**YOUR OBJECTIVE:** Read through the records. Copy each line that has the word "after".
** Opening RECORDED DATA block **
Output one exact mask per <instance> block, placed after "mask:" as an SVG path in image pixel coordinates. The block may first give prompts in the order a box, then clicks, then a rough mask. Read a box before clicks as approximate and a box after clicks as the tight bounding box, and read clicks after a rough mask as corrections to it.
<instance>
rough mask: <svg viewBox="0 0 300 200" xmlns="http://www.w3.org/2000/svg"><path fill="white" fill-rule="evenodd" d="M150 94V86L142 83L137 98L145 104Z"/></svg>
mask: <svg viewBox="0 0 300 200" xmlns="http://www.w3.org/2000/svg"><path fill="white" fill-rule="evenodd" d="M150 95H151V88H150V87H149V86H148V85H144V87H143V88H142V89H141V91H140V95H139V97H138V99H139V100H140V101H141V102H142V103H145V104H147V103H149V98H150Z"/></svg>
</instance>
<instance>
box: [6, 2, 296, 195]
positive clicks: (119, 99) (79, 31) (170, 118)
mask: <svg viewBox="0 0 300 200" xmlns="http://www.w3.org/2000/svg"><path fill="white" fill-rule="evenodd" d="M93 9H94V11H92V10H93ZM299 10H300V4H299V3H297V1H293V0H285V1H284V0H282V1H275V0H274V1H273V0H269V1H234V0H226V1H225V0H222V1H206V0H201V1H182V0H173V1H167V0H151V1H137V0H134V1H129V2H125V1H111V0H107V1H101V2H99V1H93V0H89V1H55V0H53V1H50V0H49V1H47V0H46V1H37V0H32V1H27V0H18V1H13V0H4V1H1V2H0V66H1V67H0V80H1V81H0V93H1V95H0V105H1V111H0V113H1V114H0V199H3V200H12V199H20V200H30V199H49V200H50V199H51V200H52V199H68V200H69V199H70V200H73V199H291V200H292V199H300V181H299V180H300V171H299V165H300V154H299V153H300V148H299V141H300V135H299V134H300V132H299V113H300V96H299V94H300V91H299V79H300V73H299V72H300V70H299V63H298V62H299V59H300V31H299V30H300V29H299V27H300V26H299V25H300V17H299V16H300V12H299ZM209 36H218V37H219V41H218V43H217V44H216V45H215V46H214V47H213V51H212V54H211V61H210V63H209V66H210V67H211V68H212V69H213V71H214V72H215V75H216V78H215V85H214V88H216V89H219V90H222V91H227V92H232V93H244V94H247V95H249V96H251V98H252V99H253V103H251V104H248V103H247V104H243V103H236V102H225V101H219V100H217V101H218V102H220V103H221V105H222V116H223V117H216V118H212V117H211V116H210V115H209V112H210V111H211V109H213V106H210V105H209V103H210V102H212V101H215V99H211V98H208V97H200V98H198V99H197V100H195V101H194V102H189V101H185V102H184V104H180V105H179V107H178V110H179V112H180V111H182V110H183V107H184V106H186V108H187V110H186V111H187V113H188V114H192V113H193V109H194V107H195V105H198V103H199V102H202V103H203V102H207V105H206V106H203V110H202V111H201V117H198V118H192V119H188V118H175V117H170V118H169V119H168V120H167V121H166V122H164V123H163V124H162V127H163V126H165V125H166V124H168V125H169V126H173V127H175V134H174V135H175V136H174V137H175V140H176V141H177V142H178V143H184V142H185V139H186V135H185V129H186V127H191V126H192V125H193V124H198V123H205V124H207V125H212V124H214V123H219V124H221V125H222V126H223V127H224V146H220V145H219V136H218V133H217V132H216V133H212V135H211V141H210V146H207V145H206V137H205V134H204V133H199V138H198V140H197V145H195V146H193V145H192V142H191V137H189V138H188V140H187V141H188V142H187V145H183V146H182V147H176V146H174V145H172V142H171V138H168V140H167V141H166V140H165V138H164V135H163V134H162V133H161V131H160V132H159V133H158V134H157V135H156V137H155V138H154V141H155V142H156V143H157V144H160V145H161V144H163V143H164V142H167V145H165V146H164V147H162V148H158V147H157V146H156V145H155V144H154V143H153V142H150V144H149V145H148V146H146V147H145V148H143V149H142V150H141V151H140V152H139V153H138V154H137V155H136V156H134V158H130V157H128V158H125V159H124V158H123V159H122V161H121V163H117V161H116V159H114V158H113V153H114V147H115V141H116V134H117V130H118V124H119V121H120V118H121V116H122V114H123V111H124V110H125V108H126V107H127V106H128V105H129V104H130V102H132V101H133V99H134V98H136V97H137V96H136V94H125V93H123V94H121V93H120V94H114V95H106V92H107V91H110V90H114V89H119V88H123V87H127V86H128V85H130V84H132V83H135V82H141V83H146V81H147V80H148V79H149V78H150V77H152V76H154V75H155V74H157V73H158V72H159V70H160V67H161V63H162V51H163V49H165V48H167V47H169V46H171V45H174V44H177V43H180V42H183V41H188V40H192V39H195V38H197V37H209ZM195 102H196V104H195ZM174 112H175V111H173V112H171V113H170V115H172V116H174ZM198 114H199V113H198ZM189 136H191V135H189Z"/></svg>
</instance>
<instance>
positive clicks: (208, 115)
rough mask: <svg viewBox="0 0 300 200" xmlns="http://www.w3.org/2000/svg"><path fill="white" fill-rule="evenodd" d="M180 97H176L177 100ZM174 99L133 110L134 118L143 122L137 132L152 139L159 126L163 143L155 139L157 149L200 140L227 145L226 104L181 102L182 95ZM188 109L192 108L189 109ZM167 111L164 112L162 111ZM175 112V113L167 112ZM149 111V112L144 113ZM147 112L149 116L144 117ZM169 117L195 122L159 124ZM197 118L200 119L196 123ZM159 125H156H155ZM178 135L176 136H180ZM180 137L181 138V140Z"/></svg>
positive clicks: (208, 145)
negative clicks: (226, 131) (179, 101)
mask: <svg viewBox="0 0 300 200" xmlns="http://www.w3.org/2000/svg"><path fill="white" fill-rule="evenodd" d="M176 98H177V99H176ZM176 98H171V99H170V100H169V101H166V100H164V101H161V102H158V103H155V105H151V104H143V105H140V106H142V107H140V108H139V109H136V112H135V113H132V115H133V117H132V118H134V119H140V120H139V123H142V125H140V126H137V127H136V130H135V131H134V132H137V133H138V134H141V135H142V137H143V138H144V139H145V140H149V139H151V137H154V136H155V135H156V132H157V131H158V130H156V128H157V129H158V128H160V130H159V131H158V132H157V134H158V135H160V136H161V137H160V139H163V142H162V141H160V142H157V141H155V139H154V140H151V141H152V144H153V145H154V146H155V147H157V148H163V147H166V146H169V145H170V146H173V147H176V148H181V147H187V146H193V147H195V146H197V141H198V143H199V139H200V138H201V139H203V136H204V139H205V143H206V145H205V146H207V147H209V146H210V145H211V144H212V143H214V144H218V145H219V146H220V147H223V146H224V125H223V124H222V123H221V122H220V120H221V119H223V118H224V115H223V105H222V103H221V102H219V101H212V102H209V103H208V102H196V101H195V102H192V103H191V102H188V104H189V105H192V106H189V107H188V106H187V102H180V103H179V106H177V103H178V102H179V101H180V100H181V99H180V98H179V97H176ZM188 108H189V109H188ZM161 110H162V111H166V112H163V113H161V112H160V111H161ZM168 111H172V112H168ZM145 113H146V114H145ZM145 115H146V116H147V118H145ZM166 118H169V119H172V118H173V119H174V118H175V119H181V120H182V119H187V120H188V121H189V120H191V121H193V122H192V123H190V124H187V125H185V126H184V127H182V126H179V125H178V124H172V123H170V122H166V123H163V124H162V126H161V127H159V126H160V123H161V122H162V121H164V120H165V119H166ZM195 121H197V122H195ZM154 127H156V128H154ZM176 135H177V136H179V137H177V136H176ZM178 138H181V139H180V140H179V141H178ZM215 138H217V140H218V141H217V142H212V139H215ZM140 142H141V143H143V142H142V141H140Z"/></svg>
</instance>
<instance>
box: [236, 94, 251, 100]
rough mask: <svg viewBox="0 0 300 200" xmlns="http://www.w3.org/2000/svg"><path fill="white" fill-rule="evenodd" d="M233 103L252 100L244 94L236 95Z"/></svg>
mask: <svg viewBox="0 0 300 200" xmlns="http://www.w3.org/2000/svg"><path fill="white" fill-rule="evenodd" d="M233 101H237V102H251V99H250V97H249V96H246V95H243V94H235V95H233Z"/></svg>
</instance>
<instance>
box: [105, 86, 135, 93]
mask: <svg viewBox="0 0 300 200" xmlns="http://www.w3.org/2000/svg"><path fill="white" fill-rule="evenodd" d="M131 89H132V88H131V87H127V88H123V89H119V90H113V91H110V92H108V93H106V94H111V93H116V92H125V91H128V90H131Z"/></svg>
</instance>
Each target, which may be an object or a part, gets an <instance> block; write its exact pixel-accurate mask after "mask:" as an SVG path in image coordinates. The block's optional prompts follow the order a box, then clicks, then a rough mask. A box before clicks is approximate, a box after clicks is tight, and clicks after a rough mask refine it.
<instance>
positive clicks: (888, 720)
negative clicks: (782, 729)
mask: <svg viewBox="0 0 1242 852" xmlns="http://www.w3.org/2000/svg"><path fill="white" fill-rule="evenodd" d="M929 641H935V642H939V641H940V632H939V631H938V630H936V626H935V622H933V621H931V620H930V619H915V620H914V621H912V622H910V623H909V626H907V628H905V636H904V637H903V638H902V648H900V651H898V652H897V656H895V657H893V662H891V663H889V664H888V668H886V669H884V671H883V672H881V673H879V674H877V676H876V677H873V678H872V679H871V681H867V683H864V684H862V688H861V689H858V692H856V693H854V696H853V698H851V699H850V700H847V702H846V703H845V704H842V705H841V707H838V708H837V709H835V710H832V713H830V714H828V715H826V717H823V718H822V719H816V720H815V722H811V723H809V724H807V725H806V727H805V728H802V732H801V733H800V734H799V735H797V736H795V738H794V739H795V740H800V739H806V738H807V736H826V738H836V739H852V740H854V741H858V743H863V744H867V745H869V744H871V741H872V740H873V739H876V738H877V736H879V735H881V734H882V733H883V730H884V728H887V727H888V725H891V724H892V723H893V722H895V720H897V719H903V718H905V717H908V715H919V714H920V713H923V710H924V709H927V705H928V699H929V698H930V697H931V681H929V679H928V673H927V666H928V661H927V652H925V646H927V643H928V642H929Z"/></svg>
** Closing RECORDED DATA block **
**SOLUTION TO THIS EXERCISE:**
Output one exact mask per <instance> block, placed after "mask:" as an SVG path in image pixel coordinates. The block may first give prompts in the order a box, then clicks, then a rough mask. Read a box before clicks as approximate and a box after clicks as the tight bounding box, and read clicks after a rough mask as corrections to it.
Each target, which may be an object or a part, gets an <instance> block; write its exact pixel-accurate mask after "mask:" as an SVG path in image coordinates. The block's optional prompts follow the order a box, then clicks, then a rough mask. A box before clicks is approximate, a box after clicks is tight, and clicks after a rough mask refine it.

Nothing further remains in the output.